## AUFGABENSTELLUNG
Führe den unten stehenden Text über die Lyrikerin Rivka Basman Ben-Haim im Anschluss an seinen letzten Satz fort.

Die Taubendichterin

0
347

Heute würde die jüdische Lyrikerin Rivka Basman Ben-Haim 100 Jahre alt werden.

Von Ramona Ambs

Geboren wurde Rivkele am 20. Februar 1925 in Ukmergė, Litauen, wo sie aufwuchs, bis sie gemeinsam mit ihrer Familie ins Ghetto nach Wilna deportiert wurde. Dort schrieb sie erste Gedichte und befreundete sich mit Abraham Sutzkever, der ihr ein lebenslanger Freund wurde. 1943 wurde sie ins KZ Riga-Kaiserwald deportiert, wo sie weitere Gedichte verfasste, die sie schließlich in ihrem Mund, unter der Zunge aus dem KZ schmuggeln konnte. Vater und Bruder kamen während der Shoa ums Leben.

Nach der Befreiung lebte sie zunächst in Belgrad, wo sie Juden bei der Flucht nach Palästina half. Diese Aktion war illegal und die Aktivisten der sogenannten Belgrad-Bricha, darunter ihr Mann, der Maler Schmuel Ben-Haim, wurden von Interpol gesucht. Deshalb nahm Schmuel Ben-Haim dann ihren Nachnamen Basman an (und sie den seinen nach seinem Tode).

1947 kamen auch Rivka und Schmuel nach Israel und lebten im Kibbuz Ha-Ma’apil. Rivka wurde Mitglied der Jiddischen Poetenvereinigung „Yiddisch Young Israel“, publizierte weiterhin vor allem auf jiddish und ihr Mann Schmuel gestaltete viele ihre Bücher. Später lebten sie eine Weile in Amerika und Russland, wo sie sich weiter um die Vernetzung der jiddischen Dichter bemühte. In Israel war sie recht bekannt, bekam auch viele Preise. Außerhalb des Landes kennt jedoch kaum jemand ihren Namen.

## ERFASSTE DATEN
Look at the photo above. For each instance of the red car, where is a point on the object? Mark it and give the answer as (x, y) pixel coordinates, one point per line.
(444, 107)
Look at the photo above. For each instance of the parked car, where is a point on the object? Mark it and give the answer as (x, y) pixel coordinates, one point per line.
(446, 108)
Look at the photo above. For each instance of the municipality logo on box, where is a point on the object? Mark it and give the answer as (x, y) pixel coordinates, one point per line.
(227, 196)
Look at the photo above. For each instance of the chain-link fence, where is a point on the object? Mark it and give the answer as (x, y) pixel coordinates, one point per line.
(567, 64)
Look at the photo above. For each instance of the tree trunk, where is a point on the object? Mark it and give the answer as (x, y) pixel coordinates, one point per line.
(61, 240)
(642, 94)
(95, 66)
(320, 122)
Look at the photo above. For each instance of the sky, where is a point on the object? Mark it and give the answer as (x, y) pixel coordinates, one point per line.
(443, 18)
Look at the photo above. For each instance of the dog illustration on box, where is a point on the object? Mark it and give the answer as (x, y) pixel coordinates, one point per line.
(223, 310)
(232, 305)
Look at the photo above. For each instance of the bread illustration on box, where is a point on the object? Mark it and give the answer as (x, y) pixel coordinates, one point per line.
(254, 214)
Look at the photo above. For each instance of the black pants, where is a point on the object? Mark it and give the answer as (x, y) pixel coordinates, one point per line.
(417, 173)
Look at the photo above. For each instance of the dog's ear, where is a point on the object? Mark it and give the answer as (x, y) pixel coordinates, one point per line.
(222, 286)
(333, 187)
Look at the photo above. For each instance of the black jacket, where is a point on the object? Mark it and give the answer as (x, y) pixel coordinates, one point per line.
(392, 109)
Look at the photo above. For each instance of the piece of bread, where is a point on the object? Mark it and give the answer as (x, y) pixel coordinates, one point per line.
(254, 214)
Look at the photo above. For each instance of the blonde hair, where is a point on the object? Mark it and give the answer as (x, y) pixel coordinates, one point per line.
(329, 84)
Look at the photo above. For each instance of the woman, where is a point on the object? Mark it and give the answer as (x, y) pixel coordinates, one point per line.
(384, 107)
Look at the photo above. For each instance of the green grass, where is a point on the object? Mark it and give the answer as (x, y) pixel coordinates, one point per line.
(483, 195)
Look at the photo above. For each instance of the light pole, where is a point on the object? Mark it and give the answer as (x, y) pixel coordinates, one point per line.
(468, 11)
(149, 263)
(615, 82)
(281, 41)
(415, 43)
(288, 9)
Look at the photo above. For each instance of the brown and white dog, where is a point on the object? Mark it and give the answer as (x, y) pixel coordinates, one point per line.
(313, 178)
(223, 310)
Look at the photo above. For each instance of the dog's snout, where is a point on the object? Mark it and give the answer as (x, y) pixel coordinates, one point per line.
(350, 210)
---
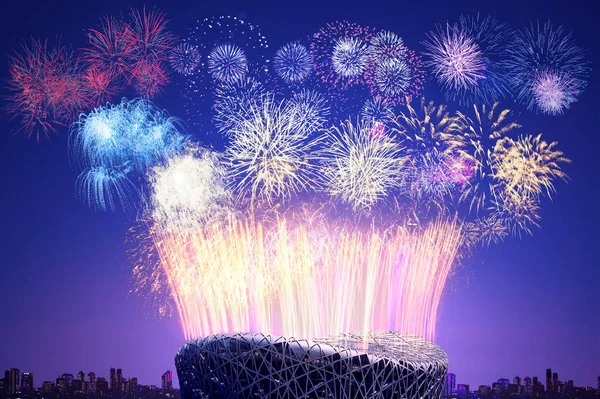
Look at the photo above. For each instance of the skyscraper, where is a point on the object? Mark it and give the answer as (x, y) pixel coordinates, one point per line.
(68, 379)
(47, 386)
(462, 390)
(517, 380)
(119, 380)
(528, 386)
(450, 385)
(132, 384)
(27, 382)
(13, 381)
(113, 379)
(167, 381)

## ANTWORT
Ihre frühen Gedichte beinhalten vor allem scheinbar Alltägliches. Viel Natur, mit Vorliebe auch Tauben, einige biblische Gestalten und die Elemente werden poetisch gereimt. Die Erfahrungen des KZs und der Verfolgung vermag sie erst nach und nach lyrisch umzusetzen. Von ihr stammt der Satz: „„Auch Gott trug einen gelben Stern – wie konnte er dann seine Kinder retten?“

Drei Jahre von ihrem Tod, widmete die damals 95-jährige Rivka Basman Ben-Haim ihren Erfahrungen im Holocaust endlich ein ganzes Buch, A Bliyung In Ash (Eine Blüte in Asche). Das Buch hatte sie ihrem im Holocaust ermordeten Bruder gewidmet. Immer wieder beklagte sie, dass diejenigen, die überlebt haben, eigentlich gar nicht wirklich überlebt haben: „Was war, ist nicht vergangen, es ist immer noch bei uns“.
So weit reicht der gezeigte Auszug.